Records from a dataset
--------------------------------------------------

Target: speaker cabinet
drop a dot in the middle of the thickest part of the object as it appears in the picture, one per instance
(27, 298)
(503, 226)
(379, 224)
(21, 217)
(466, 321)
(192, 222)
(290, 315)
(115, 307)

--------------------------------------------------

■ What to work on ■
Write out the data above again, word for word.

■ Exercise output ■
Target: speaker cabinet
drop a dot in the middle of the thickest part of the object as it appears in the picture, one per instance
(27, 298)
(503, 226)
(379, 224)
(21, 217)
(466, 321)
(192, 222)
(290, 315)
(115, 307)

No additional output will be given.